▶ [WHAT YOU NEED TO DO] Please copy the entries starting at the line that contains "Your task is to find every instance of white car" and ending at the line that contains "[248,211,278,221]", both included, and copy nothing else.

[start]

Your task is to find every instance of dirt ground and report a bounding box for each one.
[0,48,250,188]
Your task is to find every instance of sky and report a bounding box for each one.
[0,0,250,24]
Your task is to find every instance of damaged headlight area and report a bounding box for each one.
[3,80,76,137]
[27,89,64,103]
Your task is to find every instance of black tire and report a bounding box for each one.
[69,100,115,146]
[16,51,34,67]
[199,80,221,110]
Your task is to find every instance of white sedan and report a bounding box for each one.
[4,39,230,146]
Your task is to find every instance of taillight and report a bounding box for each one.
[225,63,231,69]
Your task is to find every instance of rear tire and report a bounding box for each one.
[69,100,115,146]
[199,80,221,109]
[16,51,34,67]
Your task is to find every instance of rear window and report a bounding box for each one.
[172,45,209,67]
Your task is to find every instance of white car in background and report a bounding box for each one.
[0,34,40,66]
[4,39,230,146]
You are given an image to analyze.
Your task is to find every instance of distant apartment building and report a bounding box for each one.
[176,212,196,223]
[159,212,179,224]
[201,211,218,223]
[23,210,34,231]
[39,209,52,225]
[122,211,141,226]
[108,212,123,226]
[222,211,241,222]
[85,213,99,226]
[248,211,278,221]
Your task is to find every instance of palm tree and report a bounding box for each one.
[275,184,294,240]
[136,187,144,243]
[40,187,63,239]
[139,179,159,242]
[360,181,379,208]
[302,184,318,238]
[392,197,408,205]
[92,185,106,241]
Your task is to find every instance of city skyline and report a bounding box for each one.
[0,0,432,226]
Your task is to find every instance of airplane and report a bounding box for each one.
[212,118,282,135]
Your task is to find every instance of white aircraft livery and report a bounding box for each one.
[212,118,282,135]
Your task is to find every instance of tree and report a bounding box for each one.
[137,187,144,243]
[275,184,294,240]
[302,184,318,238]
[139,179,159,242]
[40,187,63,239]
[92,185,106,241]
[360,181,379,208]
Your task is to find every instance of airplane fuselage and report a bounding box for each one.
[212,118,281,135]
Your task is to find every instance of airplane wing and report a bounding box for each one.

[end]

▶ [WORKED ANSWER]
Your task is to find every instance of white car in background and report a bounding box for each one.
[0,34,40,66]
[4,39,230,146]
You are given an image to analyze.
Your task is to find every instance of distant apartment building and report a bounding box for each one.
[176,212,196,223]
[159,212,179,224]
[201,211,218,223]
[23,210,34,231]
[39,209,52,225]
[122,211,141,226]
[108,212,123,226]
[222,211,241,222]
[85,213,99,226]
[248,211,278,221]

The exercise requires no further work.